* Aim
Count the lines of the records that contain the string "sunlight", and give only that number.

* Entries provided

· · · · · · ·

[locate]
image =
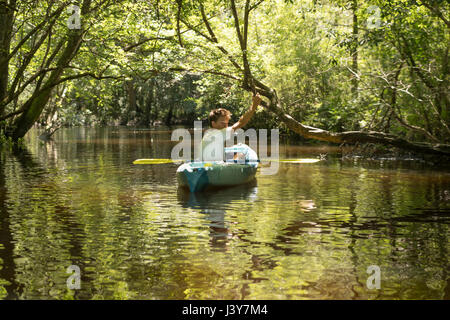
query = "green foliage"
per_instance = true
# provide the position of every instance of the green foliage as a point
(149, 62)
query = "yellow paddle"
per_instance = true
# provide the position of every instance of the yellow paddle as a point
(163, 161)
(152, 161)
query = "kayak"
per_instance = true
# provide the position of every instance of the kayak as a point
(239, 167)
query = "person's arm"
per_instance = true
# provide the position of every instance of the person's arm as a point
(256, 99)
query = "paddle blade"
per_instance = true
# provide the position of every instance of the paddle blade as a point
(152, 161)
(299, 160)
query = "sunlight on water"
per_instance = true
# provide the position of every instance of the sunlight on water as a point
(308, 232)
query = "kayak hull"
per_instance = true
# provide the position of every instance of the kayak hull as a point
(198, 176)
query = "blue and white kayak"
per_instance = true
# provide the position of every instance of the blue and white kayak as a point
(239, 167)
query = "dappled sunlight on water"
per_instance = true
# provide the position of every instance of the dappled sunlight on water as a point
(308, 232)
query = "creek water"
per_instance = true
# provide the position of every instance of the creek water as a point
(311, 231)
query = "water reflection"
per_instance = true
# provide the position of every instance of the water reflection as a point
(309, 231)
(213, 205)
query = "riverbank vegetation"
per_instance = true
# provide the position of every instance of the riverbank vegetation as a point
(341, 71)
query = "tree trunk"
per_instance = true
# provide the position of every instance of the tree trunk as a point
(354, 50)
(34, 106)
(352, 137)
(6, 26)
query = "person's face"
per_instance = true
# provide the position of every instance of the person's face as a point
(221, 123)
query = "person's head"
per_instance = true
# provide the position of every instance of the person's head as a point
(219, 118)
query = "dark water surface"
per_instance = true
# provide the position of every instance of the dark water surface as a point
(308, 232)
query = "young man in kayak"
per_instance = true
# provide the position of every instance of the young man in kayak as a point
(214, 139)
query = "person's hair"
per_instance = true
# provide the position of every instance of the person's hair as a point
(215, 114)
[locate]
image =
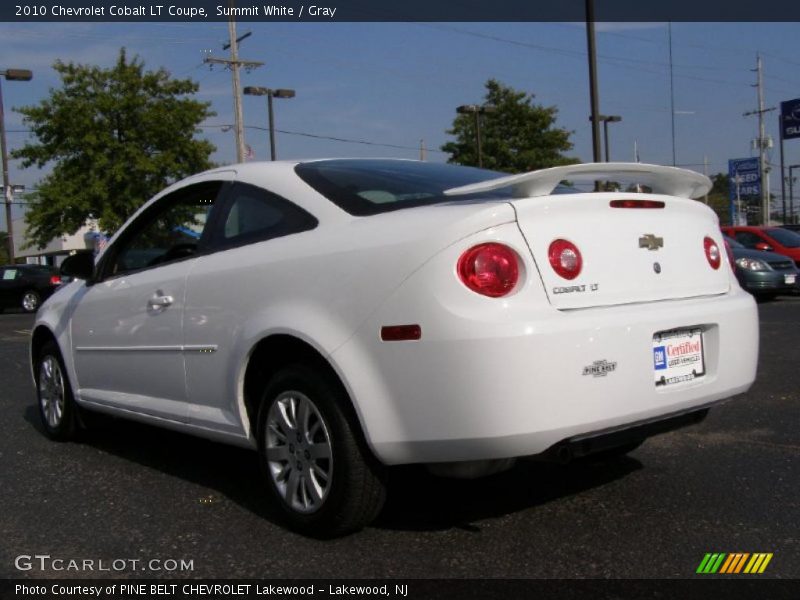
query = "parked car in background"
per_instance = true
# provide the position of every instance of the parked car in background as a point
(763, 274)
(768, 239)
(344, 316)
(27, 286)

· · · · · · ·

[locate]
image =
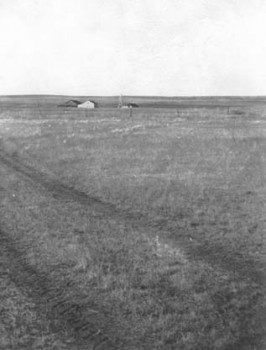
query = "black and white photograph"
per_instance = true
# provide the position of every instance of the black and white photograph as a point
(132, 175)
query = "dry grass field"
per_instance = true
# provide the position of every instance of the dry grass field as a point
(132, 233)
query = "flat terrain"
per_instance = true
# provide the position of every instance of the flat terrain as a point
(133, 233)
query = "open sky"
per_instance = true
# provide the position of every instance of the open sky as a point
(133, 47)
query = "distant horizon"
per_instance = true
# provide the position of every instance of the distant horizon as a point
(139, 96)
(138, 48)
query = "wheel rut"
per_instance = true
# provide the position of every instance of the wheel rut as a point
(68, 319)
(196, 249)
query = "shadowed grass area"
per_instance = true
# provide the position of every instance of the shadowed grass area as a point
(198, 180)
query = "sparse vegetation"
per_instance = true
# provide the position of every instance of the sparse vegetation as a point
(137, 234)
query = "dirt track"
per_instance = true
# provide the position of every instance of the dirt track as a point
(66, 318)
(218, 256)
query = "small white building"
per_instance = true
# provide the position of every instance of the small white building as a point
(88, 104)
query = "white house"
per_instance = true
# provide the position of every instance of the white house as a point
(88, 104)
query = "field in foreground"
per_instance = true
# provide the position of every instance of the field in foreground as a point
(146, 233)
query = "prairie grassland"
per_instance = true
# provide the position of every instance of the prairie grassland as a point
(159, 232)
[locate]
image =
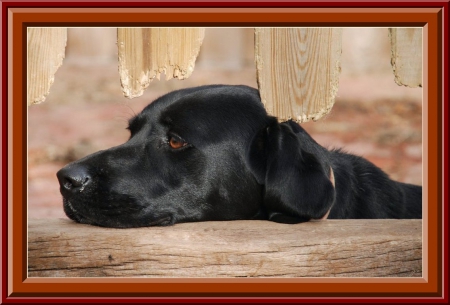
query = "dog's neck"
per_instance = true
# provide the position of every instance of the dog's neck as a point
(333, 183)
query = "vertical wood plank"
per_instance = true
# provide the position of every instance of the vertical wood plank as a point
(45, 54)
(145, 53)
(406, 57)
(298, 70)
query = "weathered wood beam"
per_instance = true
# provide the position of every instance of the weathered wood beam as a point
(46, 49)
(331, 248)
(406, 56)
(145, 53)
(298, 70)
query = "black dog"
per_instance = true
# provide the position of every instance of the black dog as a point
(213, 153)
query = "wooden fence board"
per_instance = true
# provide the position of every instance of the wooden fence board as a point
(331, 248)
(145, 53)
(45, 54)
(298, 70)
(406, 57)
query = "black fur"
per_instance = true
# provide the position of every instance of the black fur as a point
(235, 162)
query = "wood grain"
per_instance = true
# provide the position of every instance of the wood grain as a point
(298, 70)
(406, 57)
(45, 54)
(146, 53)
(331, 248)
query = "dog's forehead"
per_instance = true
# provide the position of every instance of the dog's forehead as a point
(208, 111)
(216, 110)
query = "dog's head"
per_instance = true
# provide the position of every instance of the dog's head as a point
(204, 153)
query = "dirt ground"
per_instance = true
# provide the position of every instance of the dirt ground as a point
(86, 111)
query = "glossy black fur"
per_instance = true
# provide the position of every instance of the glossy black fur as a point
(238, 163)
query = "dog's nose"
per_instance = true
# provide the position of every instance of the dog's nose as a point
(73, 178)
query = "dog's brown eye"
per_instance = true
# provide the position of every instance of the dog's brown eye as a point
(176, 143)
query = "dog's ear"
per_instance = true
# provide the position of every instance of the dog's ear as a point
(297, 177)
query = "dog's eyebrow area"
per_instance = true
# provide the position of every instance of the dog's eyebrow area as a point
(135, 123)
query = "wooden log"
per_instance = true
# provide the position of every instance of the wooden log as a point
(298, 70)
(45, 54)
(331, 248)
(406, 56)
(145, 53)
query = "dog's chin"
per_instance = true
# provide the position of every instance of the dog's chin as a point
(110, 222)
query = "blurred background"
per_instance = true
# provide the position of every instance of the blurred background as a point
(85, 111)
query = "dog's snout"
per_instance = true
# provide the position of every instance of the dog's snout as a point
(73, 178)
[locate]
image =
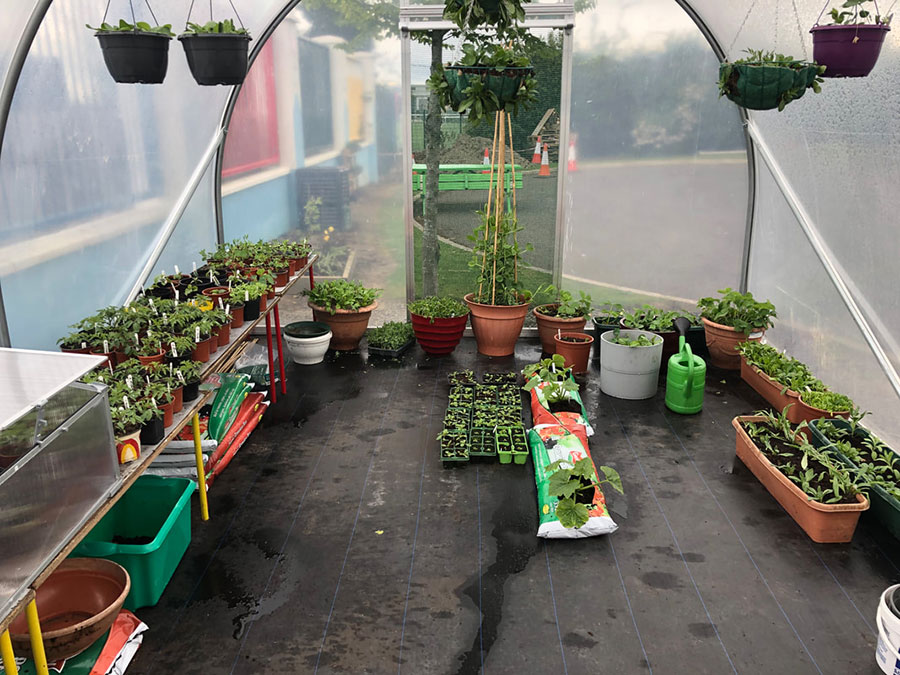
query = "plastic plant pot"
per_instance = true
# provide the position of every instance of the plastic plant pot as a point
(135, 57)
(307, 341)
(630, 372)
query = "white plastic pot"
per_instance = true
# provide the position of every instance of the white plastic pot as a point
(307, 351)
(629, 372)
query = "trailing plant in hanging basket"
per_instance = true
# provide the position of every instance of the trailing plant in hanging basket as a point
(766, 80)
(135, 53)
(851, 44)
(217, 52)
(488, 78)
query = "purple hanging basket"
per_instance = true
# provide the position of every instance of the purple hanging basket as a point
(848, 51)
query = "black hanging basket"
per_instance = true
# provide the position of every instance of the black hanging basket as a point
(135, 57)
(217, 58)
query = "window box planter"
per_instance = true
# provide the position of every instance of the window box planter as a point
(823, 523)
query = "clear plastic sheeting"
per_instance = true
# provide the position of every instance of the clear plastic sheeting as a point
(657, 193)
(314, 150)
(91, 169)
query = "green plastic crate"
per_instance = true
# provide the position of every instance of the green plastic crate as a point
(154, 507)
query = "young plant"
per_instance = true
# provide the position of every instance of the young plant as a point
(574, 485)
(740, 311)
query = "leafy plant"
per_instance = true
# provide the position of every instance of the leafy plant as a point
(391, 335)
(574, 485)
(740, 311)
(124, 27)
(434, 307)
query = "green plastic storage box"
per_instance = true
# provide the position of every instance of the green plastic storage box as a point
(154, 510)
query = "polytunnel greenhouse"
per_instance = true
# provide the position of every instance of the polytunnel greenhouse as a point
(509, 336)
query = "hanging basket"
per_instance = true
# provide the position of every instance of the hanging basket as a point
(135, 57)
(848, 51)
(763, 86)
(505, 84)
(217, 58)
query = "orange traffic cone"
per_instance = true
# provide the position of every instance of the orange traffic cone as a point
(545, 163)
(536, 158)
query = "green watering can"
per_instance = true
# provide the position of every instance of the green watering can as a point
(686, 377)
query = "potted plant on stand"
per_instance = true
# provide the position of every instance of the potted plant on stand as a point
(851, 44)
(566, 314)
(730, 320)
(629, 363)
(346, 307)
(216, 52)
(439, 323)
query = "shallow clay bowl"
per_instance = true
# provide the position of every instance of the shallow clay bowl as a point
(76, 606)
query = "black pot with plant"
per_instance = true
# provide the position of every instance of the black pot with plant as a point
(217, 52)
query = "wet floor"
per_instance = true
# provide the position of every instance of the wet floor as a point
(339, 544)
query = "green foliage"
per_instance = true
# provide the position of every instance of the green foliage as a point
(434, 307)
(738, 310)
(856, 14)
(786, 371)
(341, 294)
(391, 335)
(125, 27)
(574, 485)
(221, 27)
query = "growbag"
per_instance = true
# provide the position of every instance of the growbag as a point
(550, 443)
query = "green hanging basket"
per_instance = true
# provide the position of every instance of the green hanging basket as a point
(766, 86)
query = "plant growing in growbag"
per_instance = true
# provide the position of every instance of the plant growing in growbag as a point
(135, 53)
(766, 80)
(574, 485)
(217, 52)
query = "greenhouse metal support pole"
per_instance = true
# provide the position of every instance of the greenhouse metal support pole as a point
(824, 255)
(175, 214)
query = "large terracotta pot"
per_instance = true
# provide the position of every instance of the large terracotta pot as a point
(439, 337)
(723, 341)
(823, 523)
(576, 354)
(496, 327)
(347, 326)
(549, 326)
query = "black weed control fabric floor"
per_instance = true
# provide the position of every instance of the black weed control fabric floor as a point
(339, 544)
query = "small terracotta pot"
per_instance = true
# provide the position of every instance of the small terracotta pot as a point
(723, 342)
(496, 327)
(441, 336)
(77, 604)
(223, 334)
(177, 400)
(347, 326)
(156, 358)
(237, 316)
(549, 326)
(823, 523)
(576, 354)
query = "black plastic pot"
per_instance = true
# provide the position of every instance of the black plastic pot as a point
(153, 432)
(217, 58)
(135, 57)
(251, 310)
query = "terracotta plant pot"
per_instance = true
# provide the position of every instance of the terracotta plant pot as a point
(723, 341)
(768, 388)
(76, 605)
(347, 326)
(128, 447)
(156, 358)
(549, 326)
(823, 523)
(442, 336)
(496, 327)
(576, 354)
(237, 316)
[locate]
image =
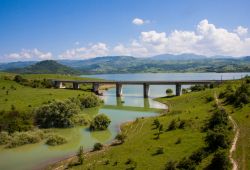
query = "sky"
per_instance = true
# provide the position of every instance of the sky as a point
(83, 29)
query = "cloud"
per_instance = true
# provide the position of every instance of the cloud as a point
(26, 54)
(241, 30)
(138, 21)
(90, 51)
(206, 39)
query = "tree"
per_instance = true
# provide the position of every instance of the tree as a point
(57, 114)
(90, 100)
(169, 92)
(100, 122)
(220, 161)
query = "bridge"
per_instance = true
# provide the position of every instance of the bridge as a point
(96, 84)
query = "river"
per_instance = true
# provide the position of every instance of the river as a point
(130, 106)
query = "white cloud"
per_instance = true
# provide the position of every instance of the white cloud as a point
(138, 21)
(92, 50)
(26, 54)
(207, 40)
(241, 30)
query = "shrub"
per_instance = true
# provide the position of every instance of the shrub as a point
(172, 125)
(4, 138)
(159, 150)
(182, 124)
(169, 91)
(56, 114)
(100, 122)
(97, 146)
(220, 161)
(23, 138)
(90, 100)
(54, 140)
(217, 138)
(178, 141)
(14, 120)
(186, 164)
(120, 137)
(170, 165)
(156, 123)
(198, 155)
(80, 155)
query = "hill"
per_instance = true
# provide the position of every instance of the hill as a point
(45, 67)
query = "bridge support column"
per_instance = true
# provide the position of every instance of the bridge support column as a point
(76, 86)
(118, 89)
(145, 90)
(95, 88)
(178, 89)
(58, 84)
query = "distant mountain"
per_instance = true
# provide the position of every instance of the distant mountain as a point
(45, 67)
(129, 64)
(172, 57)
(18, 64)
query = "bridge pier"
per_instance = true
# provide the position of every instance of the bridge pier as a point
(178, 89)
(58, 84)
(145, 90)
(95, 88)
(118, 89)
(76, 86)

· · · · · · ·

* Reply
4